(Detection annotation records)

-- Begin --

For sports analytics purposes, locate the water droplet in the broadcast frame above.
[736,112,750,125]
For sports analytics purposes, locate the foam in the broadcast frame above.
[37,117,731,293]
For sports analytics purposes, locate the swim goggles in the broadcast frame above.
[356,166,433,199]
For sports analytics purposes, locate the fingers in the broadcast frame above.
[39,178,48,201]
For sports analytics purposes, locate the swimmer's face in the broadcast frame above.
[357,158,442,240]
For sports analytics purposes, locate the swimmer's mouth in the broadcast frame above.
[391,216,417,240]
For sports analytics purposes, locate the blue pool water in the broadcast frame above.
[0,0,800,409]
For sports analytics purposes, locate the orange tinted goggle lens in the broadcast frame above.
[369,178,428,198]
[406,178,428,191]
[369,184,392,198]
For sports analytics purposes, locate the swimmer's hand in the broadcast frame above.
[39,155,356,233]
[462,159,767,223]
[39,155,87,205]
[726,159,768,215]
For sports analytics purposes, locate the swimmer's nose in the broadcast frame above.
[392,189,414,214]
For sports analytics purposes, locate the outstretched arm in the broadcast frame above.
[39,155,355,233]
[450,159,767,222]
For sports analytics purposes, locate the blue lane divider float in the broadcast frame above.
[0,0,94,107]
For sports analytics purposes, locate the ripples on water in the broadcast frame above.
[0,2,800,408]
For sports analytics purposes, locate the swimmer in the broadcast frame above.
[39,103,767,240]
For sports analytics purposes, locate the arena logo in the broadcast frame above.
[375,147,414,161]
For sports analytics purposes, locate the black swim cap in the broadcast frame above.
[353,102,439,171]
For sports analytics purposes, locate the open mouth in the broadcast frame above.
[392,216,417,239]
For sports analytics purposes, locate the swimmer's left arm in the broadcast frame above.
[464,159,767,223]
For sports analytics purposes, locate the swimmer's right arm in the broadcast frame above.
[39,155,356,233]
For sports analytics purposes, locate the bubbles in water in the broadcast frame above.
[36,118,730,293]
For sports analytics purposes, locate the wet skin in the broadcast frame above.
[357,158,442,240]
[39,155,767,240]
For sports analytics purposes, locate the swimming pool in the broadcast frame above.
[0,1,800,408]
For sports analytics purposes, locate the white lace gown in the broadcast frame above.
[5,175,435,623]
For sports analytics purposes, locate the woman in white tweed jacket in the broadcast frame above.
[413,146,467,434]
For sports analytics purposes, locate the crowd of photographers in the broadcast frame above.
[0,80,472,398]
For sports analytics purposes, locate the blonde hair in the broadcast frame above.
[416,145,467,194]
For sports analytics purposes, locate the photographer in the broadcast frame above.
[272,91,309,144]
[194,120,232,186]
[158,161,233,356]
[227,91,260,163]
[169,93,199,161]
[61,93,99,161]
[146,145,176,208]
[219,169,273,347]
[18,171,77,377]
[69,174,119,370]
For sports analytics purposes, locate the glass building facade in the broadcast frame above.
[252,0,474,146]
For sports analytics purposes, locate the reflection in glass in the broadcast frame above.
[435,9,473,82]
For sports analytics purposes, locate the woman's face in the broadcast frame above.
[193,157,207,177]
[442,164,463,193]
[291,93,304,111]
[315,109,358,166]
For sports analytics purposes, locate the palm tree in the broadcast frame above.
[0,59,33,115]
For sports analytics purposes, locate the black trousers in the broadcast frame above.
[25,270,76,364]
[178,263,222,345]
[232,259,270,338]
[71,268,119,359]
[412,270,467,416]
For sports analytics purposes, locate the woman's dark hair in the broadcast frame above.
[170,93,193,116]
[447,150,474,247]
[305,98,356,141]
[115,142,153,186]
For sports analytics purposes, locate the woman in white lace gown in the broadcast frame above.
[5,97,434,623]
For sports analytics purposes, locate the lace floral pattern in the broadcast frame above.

-- End --

*Exercise*: Copy all of the data above, line for line, without changing a single character.

*The completed task*:
For sports analytics purposes, locate the water droplet in the broadcast frame above.
[736,112,750,125]
For sports analytics purposes, locate the foam in the broadcast frame above.
[37,117,731,293]
For sports analytics purposes, locate the swim goggles in the broadcast frame above.
[356,166,433,199]
For sports analytics purposes, locate the fingers in the broadcast frame above.
[39,178,48,201]
For sports analytics purposes, locate the swimmer's face in the broadcast frame above.
[357,158,442,240]
For sports analytics purposes, locate the swimmer's mouth in the broadcast frame above.
[391,216,417,240]
For sports analytics purposes, locate the blue pool water in the broadcast frame above.
[0,0,800,409]
For sports analytics purposes, locate the orange tinted goggle lens in the broadcast frame above.
[369,178,428,198]
[406,178,428,191]
[369,184,392,198]
For sports analytics purposes, locate the swimmer's hand in the broadcast frame above.
[39,155,356,233]
[462,159,767,223]
[39,155,87,205]
[726,159,768,215]
For sports analytics purposes, locate the swimmer's nose in the broadcast frame above.
[392,189,414,214]
For sports analytics purposes, locate the outstretched arm in the broadcast frame above.
[39,155,355,233]
[450,159,767,222]
For sports analytics purposes, locate the blue lane divider float in the broadcast frame above.
[0,0,94,107]
For sports analytics purposes, locate the ripples on water in the broadcast frame above.
[0,2,800,408]
For sports analytics purposes, locate the swimmer in the broadcast frame above.
[39,103,767,240]
For sports analytics purposes, locate the arena logo in the broadcast frame above.
[375,147,414,161]
For sports analytics purposes, locate the black swim cap in the broadcast frame above.
[353,102,439,171]
For sports analytics purposes, locate the open mouth in the broadcast frame above.
[392,216,417,239]
For sports analytics purposes, locate the swimmer's left arm in the broadcast frame above.
[464,159,767,223]
For sports analytics purposes, locate the swimmer's right arm in the broadcast frame above.
[39,155,356,233]
For sports analytics purposes, locate the bubbles in water in the broadcast frame above.
[36,118,730,293]
For sports analytics purposes, locate the wet skin in the broadcast frame above.
[357,158,442,240]
[39,155,767,240]
For sports analytics purposes, locate the swimming pool in the broadcast frame above.
[0,1,800,408]
For sports analytics purposes, locate the white lace gown in the broadcast frame above.
[5,175,435,623]
For sports analytics purposes, locate the woman in white tweed jacket in the broadcast frame above.
[413,146,467,434]
For sports analytics purposes, locate the crowd of photographers in the broadcast frame above.
[0,80,472,398]
For sports analytics purposes, locate the blonde hair in the broadcast frame above.
[416,145,467,194]
For sports analytics purposes, locate the photographer in the broadcast frame above.
[272,91,309,144]
[194,120,232,186]
[158,161,233,356]
[227,91,260,163]
[169,93,199,161]
[61,93,99,161]
[146,145,176,208]
[219,169,273,347]
[18,171,77,377]
[69,174,119,370]
For sports analytics purposes, locate the glass building facade in the broadcast frame above.
[252,0,474,146]
For sports analytics purposes, locate the reflection in glass in the broadcast frame above.
[435,9,473,82]
For sports analytics purposes, locate the woman's face in the broadcast frame above.
[193,157,207,177]
[442,164,463,193]
[291,93,304,111]
[315,109,358,166]
For sports analytics purposes, locate the palm tree in the broadcast frame above.
[0,59,33,115]
For sports analytics purposes, locate the black trousers in the broadcast frame above.
[25,270,76,364]
[178,263,222,345]
[232,259,270,338]
[71,268,119,359]
[412,270,467,416]
For sports analytics purposes, locate the woman's dark hair in the broadcast frame above.
[170,93,193,116]
[447,150,474,247]
[305,98,356,141]
[115,142,153,186]
For sports analytics purposes, locate the woman in white lace gown in the broadcast frame above.
[5,97,434,623]
For sports analytics purposes, locate the lace floral pattern in the broadcast frame above.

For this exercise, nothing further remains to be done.